SET PROBLEM
Report how many lines of the listing below contain the string "water", treating case as significant. Give only the number.

INFORMATION SUPPLIED
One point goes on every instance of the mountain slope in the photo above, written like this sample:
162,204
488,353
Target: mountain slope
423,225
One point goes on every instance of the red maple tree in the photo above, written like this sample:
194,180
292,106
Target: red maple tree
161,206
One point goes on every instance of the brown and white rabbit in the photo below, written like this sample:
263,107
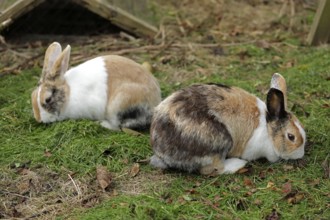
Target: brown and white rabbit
112,89
215,129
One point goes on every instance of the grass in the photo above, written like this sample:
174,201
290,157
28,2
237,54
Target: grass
49,171
78,147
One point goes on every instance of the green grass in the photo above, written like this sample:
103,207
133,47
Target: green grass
78,147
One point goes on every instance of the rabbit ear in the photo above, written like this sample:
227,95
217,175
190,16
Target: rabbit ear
275,104
278,82
52,53
61,65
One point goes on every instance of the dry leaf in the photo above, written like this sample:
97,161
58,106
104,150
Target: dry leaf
287,167
135,169
326,168
287,187
131,132
103,176
247,182
243,170
294,197
270,184
47,153
273,216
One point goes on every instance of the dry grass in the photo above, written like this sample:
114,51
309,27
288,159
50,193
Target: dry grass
49,170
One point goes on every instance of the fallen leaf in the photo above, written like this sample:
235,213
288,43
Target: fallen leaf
314,182
294,197
270,184
257,202
135,169
103,176
287,187
47,153
287,167
326,168
273,216
243,170
263,44
247,182
187,198
131,132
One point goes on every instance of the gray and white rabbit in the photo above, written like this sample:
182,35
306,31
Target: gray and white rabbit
216,129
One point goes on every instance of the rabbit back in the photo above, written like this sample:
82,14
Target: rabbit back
195,124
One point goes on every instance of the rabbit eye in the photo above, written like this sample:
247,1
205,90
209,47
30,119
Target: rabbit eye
291,137
48,100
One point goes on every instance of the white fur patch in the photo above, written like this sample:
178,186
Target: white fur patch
260,144
88,90
232,165
299,152
45,116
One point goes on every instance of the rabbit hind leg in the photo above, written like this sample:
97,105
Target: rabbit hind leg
215,168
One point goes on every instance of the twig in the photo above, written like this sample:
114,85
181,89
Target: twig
15,194
11,70
292,14
75,185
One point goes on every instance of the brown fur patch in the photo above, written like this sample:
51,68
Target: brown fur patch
240,114
58,98
36,110
131,80
279,130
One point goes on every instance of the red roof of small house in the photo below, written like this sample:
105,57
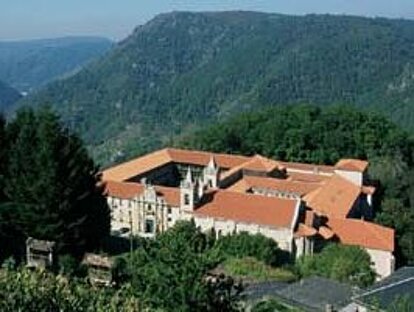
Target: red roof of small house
249,208
325,232
352,165
363,233
304,231
335,198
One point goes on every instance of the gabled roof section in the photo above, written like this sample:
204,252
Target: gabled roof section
248,208
203,158
283,185
129,190
260,163
124,190
308,168
352,165
362,233
162,157
335,198
137,166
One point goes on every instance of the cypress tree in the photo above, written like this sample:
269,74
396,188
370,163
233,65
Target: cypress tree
52,185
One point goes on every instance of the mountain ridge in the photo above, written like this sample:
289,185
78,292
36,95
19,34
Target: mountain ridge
184,69
30,64
8,96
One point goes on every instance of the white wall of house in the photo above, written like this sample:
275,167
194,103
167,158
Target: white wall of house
383,262
282,236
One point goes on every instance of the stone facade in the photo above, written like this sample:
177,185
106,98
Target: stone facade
177,190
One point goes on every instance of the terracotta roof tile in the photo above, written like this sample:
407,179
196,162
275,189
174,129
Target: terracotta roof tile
249,208
304,231
129,190
123,190
283,185
202,158
352,165
336,197
311,168
325,232
369,190
362,233
307,177
137,166
162,157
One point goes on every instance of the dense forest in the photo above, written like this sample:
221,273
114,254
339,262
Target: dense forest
8,96
311,134
181,70
28,65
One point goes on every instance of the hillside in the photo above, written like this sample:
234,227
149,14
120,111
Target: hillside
313,134
27,65
181,70
8,96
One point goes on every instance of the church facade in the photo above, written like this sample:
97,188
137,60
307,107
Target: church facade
300,206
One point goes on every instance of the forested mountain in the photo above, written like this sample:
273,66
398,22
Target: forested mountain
324,135
8,96
181,70
26,65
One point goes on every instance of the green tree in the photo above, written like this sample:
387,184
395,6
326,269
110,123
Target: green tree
349,264
25,290
172,273
52,186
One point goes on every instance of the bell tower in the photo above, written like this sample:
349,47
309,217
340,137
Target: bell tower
187,192
210,174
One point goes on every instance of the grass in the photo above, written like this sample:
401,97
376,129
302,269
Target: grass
250,268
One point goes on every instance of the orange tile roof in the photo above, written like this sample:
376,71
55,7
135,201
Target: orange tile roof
260,163
362,233
283,185
352,165
369,190
129,190
325,232
137,166
123,190
249,208
306,177
202,158
171,195
311,168
335,198
304,231
162,157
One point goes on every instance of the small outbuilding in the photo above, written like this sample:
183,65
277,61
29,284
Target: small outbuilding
100,269
39,253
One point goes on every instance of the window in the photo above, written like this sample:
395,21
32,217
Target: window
186,199
149,226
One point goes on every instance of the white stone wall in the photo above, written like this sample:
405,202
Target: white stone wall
383,262
120,212
282,236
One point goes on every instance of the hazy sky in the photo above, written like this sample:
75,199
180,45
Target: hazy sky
23,19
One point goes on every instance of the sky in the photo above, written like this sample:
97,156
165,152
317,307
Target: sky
115,19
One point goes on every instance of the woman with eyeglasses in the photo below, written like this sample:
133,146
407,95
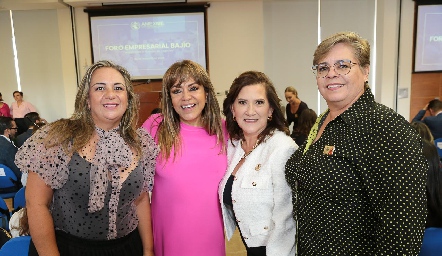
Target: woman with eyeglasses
359,180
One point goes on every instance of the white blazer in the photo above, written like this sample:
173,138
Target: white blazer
262,199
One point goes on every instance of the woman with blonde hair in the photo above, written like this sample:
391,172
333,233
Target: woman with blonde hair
89,175
191,136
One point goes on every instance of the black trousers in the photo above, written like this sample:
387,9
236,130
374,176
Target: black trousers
69,245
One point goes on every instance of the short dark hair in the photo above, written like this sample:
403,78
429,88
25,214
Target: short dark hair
277,122
5,123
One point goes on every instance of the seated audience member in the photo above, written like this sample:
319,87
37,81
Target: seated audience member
423,131
19,109
306,121
434,121
434,186
33,121
8,129
4,108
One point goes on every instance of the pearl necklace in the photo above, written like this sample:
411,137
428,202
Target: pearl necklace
248,153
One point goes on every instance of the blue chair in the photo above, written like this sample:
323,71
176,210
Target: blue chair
438,143
5,215
17,246
432,242
8,182
19,199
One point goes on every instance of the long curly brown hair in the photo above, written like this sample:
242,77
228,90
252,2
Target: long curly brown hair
169,129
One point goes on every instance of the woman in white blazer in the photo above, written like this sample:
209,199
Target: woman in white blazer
254,194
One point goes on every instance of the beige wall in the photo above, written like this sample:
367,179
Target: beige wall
277,37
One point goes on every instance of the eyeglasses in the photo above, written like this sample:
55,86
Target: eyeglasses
341,67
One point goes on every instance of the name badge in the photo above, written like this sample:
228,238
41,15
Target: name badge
328,150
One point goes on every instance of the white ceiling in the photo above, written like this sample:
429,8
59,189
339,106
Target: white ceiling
55,4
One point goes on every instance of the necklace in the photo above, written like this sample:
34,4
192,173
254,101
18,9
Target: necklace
248,153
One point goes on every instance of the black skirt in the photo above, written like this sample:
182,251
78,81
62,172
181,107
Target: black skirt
69,245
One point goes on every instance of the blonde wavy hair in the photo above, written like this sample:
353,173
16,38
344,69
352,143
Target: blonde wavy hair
79,129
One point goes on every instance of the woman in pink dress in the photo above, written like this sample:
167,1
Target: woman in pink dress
192,138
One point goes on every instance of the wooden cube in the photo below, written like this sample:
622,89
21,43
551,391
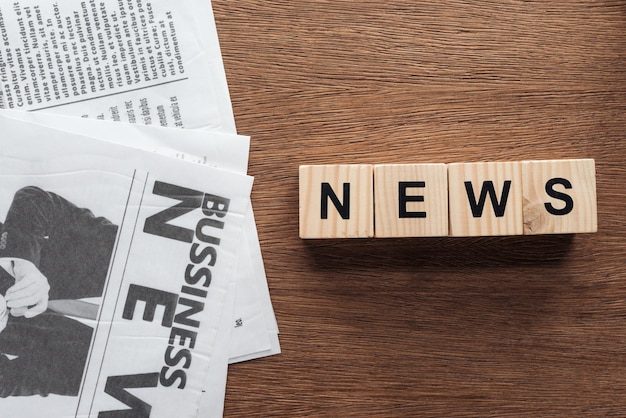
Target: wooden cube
336,201
411,200
559,196
485,199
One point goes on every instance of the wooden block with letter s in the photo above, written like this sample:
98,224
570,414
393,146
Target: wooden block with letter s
559,196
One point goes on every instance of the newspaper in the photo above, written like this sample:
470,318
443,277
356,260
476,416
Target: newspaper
172,260
140,62
255,331
124,60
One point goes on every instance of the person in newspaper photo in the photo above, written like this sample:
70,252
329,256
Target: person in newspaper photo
52,254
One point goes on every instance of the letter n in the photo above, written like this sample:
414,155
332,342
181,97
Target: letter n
189,200
116,387
329,193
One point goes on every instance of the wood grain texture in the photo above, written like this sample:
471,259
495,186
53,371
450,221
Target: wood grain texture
485,199
420,191
350,215
559,196
498,326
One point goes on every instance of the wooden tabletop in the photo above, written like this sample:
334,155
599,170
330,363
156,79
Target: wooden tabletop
500,326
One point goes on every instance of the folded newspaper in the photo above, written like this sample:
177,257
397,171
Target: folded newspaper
128,247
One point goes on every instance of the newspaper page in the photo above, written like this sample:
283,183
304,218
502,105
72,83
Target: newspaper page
255,332
152,63
158,281
136,61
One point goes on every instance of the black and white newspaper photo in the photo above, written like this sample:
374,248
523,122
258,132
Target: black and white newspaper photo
116,265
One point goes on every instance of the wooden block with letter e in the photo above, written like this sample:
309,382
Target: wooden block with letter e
336,201
559,196
485,199
411,200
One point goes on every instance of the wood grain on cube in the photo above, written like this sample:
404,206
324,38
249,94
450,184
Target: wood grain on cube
559,196
410,200
485,198
336,201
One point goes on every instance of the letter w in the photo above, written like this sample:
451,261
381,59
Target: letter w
116,387
488,188
158,224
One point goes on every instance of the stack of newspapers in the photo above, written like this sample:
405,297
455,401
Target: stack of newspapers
131,274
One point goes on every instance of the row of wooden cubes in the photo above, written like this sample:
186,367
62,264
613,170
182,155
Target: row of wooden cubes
460,199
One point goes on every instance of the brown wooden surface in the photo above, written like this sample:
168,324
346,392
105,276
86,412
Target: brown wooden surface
518,326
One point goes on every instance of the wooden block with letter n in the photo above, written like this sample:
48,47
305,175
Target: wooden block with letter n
411,200
485,199
559,196
336,201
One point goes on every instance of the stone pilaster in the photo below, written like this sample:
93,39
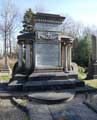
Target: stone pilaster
28,59
69,57
65,59
20,56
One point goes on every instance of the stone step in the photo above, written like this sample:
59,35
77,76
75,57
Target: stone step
51,76
51,97
52,85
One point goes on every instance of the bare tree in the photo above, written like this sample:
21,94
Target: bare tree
8,17
72,28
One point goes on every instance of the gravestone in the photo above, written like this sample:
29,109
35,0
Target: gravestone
48,56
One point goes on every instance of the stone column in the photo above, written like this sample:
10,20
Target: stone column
28,59
20,56
65,59
69,57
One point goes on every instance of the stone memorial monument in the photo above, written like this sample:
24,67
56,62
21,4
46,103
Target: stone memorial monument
46,55
48,49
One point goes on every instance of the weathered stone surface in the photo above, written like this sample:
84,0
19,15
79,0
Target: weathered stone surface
51,97
10,112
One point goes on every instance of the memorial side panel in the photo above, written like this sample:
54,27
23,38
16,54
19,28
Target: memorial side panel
47,55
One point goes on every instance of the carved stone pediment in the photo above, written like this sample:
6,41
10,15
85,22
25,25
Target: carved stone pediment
47,36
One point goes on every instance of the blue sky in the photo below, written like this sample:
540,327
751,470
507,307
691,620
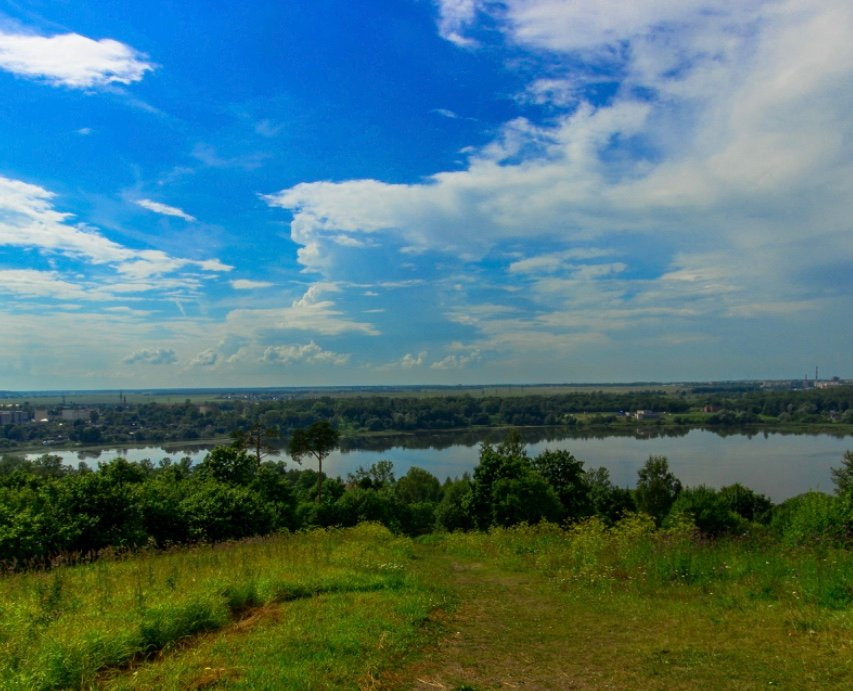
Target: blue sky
417,191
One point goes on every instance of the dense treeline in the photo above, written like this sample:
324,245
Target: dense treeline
49,510
155,422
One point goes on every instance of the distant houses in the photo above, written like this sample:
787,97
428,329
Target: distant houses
14,417
646,415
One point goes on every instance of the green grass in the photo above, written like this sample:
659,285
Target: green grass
590,607
65,627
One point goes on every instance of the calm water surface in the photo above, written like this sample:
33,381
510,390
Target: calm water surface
778,465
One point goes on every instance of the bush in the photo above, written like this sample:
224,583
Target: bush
708,509
812,517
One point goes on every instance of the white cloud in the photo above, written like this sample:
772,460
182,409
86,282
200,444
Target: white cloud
410,360
728,139
164,209
152,356
246,284
32,283
29,220
444,112
309,353
206,358
72,60
308,313
457,361
454,16
554,261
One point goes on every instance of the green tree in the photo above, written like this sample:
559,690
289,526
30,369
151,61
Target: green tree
229,464
418,486
566,475
257,438
657,488
318,440
842,477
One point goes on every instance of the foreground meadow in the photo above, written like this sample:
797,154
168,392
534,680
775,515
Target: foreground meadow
630,606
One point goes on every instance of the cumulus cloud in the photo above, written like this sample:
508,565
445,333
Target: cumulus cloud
309,353
72,60
307,313
727,138
152,356
164,209
206,358
410,360
457,360
454,16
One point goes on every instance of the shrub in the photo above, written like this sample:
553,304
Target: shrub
709,510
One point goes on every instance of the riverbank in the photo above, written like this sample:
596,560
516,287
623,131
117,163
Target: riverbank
387,439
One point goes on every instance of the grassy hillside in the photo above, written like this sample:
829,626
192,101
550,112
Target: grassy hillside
628,606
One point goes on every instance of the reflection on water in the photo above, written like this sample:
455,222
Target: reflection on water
779,465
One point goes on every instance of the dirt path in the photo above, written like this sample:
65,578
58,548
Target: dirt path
507,633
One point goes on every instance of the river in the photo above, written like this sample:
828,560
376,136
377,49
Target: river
775,464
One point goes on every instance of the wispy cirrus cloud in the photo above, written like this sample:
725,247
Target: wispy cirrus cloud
152,356
164,209
29,220
72,60
248,284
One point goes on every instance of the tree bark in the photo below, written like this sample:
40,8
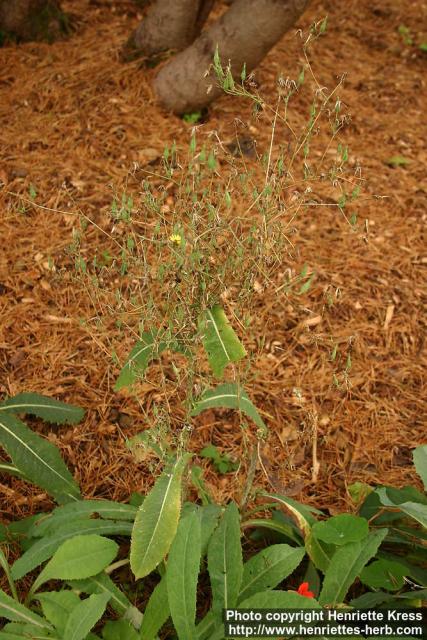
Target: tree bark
169,25
244,34
22,20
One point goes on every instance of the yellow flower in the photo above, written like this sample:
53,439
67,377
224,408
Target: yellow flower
175,238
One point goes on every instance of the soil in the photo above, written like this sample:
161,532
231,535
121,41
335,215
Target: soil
75,120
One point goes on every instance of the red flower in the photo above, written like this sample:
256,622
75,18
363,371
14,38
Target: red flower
303,590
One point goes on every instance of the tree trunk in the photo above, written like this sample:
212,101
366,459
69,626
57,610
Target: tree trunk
169,25
244,34
22,20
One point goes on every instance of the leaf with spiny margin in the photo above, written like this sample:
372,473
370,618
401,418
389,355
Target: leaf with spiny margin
144,350
16,612
225,563
419,456
157,521
78,558
219,340
268,568
156,612
85,616
57,606
44,548
81,510
346,565
181,576
48,409
37,458
229,396
102,583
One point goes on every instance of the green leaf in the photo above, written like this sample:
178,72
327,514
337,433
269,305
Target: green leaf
397,161
119,630
346,565
181,576
85,616
210,515
157,521
225,564
414,510
268,568
219,340
145,350
44,548
37,458
12,610
57,606
230,396
156,612
302,514
384,574
79,558
341,529
319,552
102,583
419,456
43,407
81,510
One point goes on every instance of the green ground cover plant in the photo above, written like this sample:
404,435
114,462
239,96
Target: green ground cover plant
372,558
163,565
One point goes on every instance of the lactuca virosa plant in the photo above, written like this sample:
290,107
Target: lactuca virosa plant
381,547
34,458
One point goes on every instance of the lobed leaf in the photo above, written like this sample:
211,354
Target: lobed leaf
81,510
57,606
38,459
181,576
44,548
157,521
268,568
102,583
144,350
346,565
219,340
85,616
156,612
79,558
225,563
12,610
341,529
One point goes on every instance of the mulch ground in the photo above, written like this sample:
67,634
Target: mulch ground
75,120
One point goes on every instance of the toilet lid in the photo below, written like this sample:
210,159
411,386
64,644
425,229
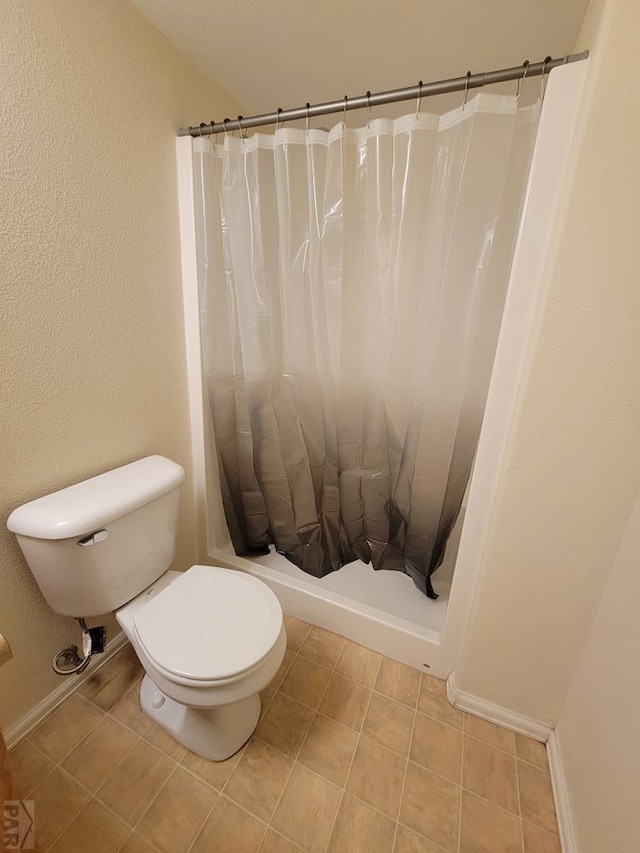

ANSWER BELOW
4